*** Raw data Section Begins ***
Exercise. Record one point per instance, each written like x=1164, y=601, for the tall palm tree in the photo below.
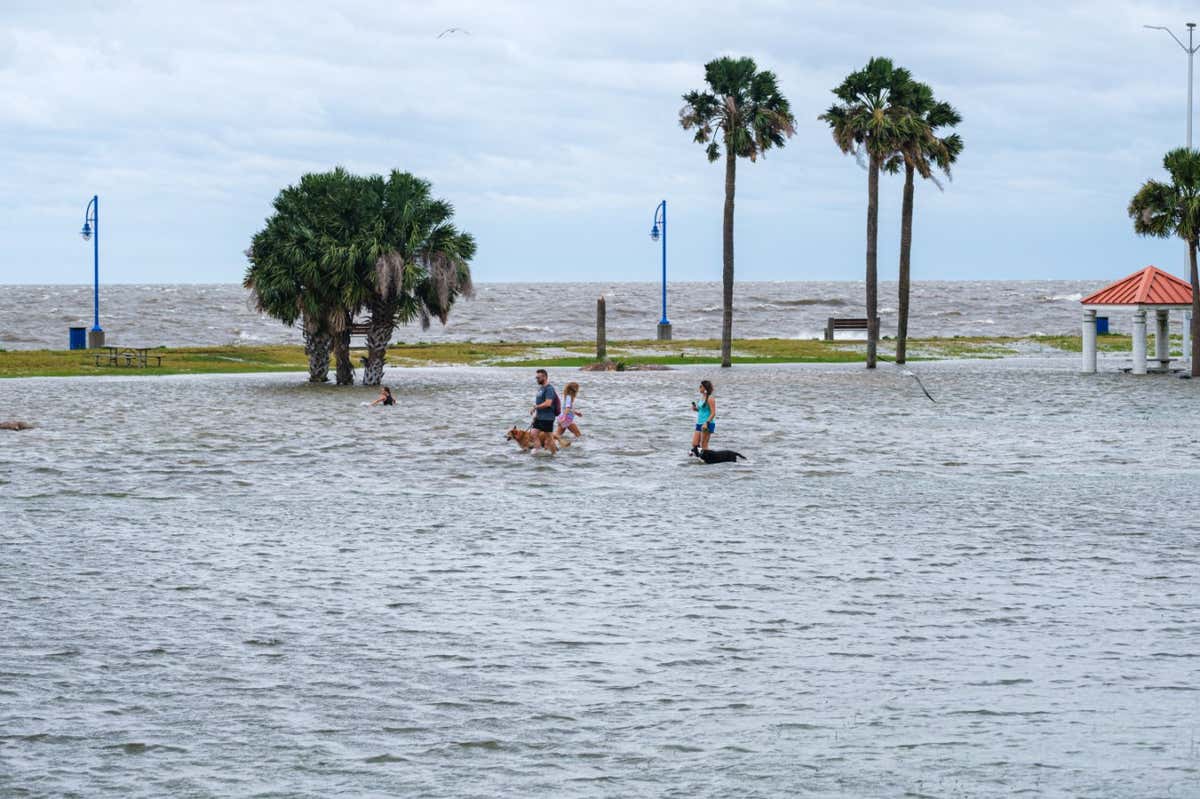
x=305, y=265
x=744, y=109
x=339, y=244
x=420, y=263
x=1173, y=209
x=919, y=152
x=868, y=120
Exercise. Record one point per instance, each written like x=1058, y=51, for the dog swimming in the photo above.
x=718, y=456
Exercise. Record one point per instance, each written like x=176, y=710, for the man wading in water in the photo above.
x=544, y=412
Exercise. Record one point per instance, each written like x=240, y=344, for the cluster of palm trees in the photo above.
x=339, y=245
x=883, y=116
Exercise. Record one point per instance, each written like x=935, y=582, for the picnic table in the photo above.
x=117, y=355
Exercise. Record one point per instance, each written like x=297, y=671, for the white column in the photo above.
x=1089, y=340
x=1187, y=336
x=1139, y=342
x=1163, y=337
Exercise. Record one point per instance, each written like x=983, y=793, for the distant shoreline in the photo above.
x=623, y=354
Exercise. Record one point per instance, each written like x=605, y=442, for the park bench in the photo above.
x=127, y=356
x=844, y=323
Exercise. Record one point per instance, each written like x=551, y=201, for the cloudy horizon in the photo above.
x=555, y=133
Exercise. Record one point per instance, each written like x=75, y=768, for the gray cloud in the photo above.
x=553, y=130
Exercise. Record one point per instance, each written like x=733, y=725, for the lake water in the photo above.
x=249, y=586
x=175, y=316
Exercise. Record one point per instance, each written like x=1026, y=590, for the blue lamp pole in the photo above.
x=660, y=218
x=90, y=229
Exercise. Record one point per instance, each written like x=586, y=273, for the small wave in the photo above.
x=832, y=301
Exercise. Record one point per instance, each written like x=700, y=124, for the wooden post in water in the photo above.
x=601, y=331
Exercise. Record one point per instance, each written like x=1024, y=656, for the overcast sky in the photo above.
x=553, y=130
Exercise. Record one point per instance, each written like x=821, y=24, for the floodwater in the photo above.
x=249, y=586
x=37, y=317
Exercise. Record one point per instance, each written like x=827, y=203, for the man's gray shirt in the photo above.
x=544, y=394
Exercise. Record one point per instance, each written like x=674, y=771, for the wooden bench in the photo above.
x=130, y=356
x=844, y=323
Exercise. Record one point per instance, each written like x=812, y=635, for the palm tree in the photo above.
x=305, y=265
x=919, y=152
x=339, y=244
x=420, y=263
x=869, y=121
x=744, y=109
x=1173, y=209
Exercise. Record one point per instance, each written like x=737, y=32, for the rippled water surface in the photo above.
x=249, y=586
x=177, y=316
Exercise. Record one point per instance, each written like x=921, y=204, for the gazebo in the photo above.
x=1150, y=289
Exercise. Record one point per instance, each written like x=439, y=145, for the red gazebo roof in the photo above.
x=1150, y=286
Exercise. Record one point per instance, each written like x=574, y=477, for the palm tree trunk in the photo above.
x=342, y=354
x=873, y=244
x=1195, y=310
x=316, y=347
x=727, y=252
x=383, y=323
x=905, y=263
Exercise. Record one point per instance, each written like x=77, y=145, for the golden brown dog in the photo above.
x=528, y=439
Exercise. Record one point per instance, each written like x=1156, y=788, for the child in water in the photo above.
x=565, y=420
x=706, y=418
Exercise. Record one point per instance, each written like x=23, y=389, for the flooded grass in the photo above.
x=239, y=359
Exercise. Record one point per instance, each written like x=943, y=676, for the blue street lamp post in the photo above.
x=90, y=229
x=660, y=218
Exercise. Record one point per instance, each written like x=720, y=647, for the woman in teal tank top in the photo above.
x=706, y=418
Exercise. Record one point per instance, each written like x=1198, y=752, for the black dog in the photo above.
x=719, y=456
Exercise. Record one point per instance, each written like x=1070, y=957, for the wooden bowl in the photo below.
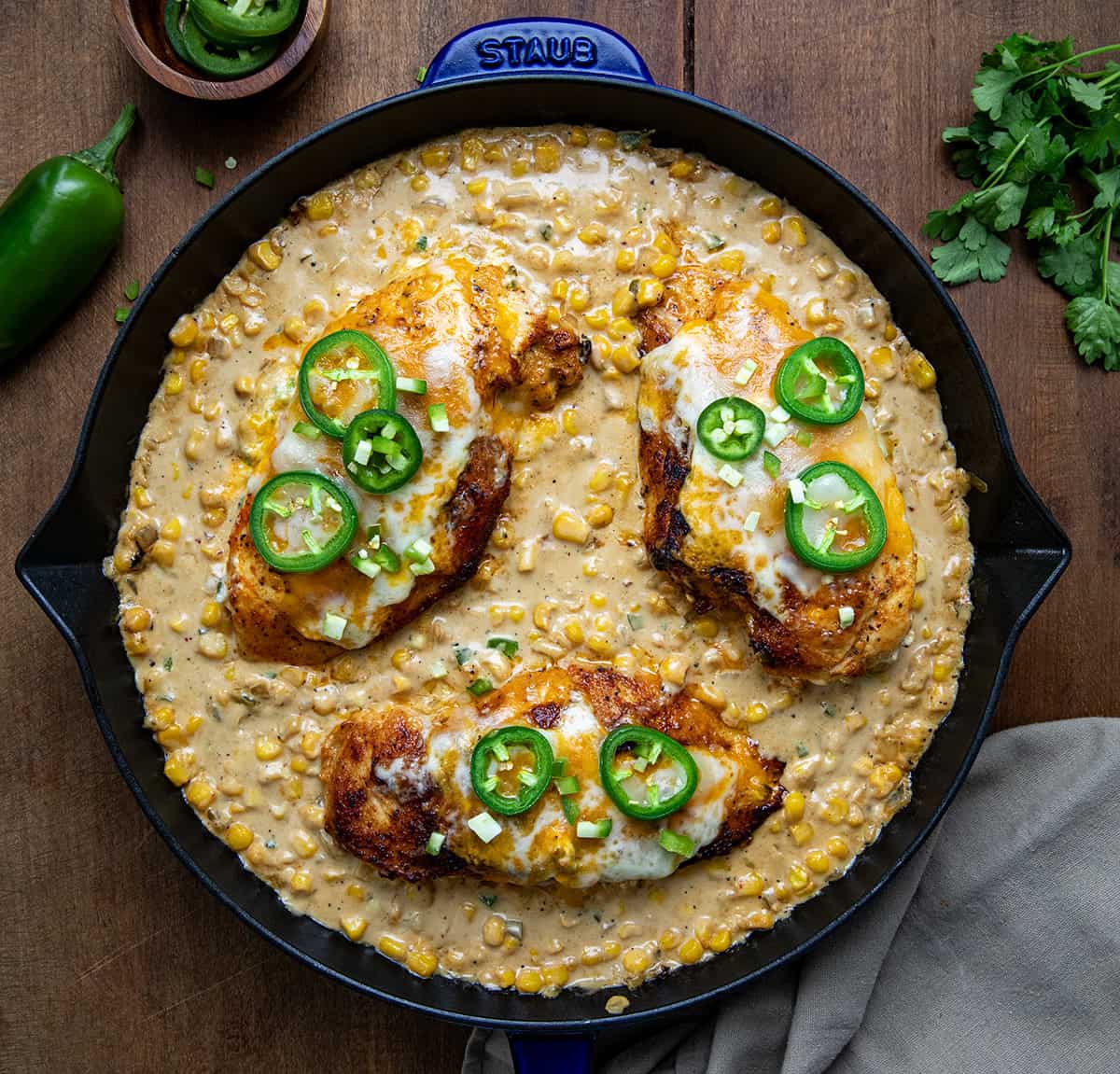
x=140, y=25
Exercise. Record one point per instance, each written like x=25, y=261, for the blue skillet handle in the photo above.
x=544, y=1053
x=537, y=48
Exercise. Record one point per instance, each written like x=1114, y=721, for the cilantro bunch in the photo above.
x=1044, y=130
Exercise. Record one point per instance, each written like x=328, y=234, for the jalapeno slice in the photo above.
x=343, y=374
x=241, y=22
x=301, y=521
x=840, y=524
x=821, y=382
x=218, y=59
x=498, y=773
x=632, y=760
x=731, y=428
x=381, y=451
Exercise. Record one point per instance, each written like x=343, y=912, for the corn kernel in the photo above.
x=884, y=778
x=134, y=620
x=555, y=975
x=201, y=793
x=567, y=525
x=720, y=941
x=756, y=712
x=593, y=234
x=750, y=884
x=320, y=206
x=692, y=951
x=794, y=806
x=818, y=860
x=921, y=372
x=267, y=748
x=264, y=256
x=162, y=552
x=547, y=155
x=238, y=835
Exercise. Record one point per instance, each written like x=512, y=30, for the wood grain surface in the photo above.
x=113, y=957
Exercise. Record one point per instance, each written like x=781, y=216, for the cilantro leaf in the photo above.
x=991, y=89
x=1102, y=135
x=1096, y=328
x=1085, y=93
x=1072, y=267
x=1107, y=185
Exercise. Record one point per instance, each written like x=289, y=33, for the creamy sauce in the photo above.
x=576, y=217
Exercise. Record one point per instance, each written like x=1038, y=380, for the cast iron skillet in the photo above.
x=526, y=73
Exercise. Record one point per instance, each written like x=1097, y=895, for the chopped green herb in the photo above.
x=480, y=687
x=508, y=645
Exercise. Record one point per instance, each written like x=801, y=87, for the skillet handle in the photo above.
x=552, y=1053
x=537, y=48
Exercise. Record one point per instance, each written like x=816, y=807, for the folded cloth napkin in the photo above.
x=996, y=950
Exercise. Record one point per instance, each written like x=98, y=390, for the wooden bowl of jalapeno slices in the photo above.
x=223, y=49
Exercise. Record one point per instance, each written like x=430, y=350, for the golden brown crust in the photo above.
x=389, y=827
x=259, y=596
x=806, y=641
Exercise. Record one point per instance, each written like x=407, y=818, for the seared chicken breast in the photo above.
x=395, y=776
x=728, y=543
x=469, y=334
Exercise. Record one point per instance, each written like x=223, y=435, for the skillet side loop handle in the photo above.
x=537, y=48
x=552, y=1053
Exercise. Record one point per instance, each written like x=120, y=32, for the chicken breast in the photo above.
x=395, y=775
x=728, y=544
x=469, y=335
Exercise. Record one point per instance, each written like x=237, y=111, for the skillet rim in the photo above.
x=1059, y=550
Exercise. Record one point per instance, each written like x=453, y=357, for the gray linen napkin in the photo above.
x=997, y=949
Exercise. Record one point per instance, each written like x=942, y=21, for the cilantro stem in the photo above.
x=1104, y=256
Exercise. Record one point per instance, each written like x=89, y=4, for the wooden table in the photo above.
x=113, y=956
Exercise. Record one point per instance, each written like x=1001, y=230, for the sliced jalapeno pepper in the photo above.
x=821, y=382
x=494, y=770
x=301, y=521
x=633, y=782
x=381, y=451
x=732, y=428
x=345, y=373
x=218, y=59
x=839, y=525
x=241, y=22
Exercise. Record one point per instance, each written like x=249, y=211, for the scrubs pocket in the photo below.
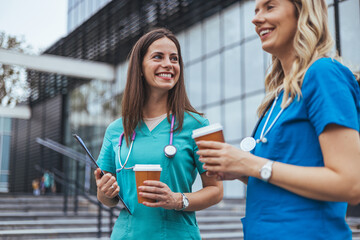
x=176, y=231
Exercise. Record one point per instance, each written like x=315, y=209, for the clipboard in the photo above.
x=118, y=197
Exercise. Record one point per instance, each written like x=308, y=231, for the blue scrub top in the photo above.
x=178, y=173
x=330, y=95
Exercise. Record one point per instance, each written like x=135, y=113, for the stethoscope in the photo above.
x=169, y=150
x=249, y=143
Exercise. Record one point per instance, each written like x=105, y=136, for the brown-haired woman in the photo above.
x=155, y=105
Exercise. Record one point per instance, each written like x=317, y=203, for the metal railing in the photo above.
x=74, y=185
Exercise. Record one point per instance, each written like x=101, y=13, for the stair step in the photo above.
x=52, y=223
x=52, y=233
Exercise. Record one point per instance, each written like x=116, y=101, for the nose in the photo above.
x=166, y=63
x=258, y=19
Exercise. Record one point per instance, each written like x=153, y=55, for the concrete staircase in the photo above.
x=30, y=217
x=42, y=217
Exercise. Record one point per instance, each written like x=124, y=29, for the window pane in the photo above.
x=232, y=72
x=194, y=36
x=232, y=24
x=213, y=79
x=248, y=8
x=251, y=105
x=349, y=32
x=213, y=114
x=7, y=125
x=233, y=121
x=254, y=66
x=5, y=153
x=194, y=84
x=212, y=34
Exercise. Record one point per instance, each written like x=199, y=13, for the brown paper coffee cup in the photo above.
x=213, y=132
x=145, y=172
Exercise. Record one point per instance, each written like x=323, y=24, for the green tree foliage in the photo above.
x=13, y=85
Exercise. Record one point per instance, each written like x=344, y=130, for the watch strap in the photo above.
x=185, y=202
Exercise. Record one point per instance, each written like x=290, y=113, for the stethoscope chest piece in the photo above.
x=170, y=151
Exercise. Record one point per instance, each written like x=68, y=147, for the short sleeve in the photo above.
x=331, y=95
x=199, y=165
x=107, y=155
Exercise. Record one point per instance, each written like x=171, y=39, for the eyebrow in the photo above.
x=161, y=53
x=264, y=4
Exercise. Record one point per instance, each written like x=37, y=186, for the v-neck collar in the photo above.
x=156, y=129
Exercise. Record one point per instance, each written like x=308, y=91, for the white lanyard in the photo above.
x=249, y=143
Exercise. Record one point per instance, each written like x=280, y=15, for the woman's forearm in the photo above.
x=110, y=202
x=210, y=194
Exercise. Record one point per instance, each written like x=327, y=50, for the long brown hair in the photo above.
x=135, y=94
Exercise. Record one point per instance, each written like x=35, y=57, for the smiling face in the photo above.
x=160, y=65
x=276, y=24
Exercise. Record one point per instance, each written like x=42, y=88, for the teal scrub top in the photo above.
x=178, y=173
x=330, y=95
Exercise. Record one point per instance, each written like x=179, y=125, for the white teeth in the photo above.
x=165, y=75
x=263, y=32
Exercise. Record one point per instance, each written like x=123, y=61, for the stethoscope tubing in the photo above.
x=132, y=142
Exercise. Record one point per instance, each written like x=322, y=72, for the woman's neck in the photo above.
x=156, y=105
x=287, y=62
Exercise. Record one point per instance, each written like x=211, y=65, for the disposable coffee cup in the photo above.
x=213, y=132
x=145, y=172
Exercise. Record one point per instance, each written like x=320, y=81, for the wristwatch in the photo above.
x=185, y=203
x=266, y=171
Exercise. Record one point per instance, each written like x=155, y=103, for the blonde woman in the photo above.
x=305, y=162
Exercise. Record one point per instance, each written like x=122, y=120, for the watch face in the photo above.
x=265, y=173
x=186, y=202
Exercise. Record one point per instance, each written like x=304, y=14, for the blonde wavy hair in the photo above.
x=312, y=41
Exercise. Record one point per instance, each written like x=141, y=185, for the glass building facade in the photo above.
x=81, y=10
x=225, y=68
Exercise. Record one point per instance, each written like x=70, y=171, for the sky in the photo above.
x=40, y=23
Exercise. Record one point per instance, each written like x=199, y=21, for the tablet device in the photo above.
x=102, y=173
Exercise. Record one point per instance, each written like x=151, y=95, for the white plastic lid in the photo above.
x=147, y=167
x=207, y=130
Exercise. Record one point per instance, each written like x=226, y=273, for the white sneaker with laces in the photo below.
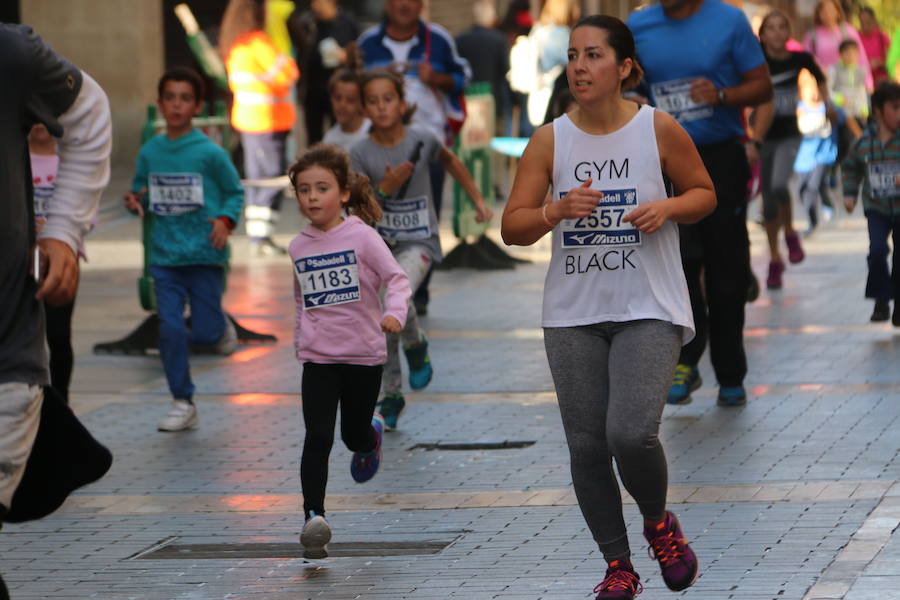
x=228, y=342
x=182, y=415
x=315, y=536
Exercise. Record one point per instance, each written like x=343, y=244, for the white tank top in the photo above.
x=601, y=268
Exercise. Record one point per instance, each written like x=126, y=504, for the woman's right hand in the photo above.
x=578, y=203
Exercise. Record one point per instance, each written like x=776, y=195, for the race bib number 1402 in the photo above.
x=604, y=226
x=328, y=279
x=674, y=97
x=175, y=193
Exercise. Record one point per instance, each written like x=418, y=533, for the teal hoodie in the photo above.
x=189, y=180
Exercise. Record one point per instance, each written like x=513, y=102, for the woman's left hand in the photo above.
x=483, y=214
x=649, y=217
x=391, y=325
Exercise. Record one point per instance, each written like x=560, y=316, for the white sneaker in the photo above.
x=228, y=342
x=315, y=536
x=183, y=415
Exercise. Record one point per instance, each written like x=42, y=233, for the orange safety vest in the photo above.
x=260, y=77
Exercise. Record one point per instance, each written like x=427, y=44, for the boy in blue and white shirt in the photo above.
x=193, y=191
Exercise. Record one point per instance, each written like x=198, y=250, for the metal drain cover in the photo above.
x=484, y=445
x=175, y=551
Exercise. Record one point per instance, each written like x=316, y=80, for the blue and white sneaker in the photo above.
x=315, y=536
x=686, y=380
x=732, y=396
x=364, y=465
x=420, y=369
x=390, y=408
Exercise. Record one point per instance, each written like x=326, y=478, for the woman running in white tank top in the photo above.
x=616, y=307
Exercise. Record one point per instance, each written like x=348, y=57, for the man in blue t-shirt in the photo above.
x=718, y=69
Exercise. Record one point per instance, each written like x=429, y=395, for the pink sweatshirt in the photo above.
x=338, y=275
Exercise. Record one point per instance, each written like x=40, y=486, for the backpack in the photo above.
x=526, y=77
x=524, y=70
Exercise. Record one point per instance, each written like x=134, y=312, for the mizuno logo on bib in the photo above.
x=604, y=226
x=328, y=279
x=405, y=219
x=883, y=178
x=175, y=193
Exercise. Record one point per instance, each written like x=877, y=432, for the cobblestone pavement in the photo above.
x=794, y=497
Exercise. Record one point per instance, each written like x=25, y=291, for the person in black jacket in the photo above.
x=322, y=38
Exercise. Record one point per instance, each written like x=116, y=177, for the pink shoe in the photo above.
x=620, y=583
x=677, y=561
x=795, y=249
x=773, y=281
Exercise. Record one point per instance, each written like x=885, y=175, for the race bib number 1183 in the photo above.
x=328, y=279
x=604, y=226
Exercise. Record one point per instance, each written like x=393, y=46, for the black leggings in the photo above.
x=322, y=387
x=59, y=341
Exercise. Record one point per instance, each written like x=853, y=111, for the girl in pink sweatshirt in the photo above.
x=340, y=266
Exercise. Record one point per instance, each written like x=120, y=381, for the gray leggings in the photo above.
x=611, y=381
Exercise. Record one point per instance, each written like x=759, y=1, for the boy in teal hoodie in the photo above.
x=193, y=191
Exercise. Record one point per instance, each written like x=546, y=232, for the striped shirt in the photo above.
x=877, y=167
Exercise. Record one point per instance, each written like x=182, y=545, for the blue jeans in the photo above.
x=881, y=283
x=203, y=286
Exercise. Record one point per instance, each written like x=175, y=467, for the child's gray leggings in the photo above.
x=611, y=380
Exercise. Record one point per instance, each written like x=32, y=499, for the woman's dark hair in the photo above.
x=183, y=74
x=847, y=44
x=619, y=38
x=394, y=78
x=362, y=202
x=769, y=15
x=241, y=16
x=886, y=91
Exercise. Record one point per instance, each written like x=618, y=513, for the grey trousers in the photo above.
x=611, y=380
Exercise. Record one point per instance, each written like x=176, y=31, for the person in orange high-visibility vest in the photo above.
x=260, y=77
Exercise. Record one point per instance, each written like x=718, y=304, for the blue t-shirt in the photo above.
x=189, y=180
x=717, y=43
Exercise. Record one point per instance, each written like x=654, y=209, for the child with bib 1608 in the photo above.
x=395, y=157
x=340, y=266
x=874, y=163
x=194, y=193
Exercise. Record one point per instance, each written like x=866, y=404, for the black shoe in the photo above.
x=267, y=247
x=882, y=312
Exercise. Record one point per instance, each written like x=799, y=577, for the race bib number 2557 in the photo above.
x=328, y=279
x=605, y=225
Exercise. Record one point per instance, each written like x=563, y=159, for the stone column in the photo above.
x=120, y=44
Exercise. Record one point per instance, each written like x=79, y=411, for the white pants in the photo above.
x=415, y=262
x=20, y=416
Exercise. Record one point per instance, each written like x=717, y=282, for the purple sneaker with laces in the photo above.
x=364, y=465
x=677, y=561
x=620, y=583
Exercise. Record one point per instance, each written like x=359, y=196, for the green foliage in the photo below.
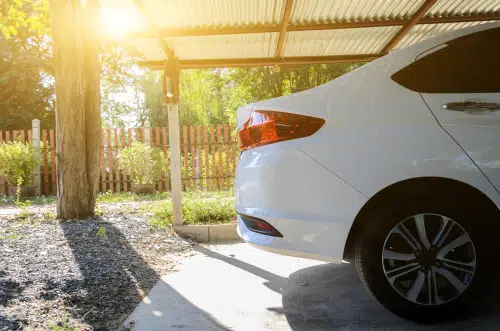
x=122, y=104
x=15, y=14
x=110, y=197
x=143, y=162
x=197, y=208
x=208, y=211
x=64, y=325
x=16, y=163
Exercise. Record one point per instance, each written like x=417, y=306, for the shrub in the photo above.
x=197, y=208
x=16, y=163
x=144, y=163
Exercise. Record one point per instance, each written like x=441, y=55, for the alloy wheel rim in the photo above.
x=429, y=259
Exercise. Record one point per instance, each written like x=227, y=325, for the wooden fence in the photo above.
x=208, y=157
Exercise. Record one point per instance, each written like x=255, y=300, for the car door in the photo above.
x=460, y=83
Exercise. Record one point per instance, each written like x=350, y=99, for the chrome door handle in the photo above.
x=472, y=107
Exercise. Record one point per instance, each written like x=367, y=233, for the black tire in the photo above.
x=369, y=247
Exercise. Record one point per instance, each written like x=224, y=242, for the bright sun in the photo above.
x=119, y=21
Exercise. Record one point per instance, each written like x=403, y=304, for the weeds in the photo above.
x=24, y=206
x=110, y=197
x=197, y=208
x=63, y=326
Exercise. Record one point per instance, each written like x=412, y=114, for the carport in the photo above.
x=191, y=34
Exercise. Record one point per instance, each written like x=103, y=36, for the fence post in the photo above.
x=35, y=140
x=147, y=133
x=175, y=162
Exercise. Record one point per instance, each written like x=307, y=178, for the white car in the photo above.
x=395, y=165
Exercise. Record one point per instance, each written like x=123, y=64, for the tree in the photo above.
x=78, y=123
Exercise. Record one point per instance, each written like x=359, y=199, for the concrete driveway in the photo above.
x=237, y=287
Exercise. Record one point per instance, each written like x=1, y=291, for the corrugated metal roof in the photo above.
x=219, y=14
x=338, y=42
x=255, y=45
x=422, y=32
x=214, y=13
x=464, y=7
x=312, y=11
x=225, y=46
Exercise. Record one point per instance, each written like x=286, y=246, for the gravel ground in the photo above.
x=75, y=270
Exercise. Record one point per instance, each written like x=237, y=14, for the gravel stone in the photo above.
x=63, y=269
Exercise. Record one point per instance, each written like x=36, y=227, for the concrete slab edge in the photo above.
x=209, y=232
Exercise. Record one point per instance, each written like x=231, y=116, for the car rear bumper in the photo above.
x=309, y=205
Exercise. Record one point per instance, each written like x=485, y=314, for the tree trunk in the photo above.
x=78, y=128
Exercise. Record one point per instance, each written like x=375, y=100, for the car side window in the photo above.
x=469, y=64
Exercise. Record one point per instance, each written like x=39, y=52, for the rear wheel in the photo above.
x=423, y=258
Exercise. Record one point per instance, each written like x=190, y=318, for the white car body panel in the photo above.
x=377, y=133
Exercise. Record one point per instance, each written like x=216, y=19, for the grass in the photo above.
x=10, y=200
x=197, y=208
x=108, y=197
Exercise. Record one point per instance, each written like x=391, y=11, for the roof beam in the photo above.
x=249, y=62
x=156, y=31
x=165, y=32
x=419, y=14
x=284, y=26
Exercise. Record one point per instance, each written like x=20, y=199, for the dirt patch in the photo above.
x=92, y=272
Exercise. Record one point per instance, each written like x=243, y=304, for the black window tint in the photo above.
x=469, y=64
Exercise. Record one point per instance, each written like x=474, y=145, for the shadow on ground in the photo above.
*** Raw data Section Ends ***
Only these are to be transcribed: the line with "window in the photo above." and every line after it through the last line of the entries, each exactly.

Exercise. Record one point per instance, each written like x=375, y=100, for the car side window in the photo above.
x=469, y=64
Exercise. Record one point per instance, each written like x=39, y=52, for the rear wheel in the photo above.
x=423, y=258
Exercise. Record one point per instance, each written like x=190, y=318, for the white car body panel in the photo above.
x=377, y=133
Exercise. Record one point per instance, each written like x=216, y=19, for the grass in the photo above.
x=10, y=200
x=197, y=208
x=108, y=197
Exercise. Record one point per instance, each written like x=391, y=11, for the roof beam in the photo above.
x=249, y=62
x=156, y=31
x=165, y=32
x=419, y=14
x=284, y=26
Exercise. Record one point per instance, each written like x=20, y=199, for the dirt patch in the photo above.
x=92, y=272
Exercise. Record one point per instance, each written like x=243, y=304, for the black window tint in the photo above.
x=469, y=64
Exercise. Record one point per instance, each written like x=474, y=145, for the shadow on ground in the photo above.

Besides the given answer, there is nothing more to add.